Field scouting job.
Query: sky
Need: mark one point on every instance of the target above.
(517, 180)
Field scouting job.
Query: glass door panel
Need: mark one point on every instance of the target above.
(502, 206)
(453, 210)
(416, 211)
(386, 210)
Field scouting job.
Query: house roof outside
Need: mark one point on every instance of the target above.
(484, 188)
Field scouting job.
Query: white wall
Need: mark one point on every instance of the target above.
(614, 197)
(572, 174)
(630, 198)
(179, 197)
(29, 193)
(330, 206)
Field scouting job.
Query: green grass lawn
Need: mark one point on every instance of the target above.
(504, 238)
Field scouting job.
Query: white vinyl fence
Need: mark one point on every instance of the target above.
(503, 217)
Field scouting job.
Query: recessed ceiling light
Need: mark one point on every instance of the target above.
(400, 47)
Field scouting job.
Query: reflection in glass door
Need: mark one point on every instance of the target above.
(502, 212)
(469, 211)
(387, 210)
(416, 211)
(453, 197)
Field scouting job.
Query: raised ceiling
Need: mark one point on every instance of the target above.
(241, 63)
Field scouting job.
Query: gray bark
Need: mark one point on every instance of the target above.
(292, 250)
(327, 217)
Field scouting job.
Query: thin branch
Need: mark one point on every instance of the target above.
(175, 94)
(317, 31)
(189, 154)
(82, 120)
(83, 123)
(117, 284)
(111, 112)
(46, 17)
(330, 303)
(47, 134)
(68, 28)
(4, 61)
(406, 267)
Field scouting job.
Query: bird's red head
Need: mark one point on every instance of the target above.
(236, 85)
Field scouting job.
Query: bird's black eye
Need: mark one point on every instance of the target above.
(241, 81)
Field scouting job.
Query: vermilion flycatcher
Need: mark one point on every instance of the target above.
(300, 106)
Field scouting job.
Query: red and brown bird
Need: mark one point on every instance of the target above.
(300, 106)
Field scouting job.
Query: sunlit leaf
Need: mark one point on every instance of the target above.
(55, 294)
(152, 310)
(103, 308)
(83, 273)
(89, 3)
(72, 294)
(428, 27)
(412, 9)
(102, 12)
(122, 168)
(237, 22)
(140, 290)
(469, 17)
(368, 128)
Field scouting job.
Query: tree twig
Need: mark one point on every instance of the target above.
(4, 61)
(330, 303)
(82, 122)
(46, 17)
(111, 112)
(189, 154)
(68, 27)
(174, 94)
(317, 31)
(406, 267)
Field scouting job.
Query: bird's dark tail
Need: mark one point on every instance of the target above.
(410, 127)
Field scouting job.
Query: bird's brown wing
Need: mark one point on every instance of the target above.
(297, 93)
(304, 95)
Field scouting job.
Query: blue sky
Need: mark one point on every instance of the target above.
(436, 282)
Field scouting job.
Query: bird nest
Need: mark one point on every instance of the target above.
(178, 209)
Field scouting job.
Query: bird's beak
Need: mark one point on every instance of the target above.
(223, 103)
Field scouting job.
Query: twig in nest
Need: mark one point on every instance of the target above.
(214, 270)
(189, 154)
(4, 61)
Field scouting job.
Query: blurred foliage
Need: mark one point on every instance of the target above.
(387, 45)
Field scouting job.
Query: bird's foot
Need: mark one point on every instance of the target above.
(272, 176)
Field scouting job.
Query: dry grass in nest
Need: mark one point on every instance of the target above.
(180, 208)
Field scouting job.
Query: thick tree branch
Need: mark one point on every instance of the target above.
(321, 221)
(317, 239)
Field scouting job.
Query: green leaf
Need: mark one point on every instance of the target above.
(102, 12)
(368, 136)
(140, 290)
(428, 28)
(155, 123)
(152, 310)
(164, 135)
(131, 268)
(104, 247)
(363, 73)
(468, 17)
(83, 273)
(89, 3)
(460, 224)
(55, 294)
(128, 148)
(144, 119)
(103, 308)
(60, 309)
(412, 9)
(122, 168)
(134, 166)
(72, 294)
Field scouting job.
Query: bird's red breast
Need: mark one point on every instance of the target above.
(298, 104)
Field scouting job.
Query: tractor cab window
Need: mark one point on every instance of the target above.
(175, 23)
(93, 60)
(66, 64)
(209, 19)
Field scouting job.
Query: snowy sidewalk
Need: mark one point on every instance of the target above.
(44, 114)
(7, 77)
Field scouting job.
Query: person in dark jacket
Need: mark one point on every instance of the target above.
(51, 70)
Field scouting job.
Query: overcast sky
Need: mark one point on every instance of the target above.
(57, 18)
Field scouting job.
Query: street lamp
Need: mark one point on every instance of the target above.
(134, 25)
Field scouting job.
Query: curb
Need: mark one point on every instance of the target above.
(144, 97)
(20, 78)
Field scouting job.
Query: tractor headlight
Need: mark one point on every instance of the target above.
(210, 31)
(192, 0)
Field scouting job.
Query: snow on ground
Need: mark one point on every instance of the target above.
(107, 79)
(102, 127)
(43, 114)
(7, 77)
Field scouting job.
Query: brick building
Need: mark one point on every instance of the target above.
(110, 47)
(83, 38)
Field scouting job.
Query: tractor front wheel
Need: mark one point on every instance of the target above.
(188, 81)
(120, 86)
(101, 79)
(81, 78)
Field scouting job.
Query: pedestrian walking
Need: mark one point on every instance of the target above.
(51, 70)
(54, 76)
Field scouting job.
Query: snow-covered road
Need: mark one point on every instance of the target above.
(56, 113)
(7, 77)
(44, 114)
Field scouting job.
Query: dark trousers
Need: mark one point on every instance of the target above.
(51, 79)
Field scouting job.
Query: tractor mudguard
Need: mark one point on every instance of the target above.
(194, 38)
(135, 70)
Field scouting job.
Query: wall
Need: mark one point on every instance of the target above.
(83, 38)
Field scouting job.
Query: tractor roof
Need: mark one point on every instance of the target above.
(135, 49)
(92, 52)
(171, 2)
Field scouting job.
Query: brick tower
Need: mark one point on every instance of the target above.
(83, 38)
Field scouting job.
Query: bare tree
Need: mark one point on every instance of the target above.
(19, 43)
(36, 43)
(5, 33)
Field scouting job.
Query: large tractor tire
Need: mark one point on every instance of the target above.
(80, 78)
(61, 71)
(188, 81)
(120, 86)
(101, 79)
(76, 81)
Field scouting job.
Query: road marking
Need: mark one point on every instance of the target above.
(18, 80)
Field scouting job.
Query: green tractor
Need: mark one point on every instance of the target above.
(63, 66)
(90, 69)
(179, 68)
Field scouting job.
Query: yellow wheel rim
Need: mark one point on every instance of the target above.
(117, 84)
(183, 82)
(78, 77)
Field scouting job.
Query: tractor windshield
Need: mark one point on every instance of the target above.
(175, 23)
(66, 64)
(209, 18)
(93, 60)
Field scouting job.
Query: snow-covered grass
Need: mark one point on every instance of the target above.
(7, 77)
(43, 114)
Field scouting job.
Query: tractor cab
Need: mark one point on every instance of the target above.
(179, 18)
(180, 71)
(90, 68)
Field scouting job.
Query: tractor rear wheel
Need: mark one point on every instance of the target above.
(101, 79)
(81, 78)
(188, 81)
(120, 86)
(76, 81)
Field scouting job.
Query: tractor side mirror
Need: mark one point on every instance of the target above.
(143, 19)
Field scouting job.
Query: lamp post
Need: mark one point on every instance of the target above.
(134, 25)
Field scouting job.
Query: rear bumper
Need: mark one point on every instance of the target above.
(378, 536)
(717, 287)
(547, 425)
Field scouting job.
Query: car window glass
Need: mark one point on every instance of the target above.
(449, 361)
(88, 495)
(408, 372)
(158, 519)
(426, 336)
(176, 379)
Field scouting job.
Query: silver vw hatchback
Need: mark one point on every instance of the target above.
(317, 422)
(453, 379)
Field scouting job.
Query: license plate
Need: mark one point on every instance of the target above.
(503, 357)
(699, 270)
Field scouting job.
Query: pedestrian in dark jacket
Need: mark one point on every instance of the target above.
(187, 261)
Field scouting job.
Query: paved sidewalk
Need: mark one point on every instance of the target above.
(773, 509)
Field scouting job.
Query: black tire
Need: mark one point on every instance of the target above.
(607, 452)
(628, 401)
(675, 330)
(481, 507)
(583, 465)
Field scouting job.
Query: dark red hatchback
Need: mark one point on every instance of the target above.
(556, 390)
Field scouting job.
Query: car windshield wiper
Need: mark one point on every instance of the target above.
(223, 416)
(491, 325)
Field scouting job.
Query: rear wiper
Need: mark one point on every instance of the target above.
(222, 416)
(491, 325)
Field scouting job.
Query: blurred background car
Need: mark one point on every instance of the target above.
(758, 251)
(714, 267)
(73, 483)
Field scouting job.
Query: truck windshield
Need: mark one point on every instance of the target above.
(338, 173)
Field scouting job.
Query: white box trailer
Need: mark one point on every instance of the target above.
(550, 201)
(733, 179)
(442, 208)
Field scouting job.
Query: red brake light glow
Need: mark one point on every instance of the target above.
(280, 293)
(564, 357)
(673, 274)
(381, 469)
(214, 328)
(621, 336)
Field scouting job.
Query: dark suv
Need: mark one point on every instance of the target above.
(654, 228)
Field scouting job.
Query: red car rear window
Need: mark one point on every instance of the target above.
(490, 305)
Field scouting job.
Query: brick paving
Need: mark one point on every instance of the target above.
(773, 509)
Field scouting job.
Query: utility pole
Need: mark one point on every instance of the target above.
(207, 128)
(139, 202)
============
- TASK BRIEF -
Show each line of the data above that contains the string "sidewalk". Treat uppercase and lowercase as different.

- CORRECT RESULT -
Query: snowy sidewalk
Query: paved sidewalk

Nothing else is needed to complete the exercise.